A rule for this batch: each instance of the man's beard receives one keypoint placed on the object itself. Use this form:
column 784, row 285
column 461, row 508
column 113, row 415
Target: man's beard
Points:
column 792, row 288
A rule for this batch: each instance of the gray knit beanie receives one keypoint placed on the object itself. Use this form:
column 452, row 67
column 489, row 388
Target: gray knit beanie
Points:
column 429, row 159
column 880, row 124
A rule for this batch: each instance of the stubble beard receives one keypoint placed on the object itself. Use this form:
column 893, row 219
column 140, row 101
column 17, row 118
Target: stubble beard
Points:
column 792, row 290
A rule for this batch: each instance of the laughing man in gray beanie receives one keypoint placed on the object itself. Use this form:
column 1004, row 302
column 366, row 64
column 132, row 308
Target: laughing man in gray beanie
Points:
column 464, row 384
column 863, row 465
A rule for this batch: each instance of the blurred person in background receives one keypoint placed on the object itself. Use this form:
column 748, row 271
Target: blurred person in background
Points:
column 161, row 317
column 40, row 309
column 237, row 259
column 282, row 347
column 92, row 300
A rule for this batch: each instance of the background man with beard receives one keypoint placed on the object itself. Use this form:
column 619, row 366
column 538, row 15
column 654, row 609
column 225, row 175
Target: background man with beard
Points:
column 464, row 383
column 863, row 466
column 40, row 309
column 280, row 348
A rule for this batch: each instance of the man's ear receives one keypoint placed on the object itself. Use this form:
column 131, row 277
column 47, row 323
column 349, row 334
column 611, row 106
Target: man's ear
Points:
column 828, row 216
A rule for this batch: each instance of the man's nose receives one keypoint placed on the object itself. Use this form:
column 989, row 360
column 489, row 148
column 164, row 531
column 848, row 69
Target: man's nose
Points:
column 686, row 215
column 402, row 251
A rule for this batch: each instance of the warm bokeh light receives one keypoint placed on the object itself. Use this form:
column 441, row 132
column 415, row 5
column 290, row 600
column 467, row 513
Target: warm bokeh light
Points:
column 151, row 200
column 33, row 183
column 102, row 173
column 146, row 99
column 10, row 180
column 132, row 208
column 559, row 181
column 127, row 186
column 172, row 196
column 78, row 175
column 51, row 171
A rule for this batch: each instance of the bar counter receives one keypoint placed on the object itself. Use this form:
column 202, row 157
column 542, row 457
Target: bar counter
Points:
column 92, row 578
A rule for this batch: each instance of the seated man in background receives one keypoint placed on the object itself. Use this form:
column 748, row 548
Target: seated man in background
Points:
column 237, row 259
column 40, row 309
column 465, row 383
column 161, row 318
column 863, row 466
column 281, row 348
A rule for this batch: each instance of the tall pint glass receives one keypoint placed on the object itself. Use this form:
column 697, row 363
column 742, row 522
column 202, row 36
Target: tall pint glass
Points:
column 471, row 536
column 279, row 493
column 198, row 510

Aim of the task:
Look through the entries above and work out how many lines contain the string "light". Give that number alone.

Exercise response:
2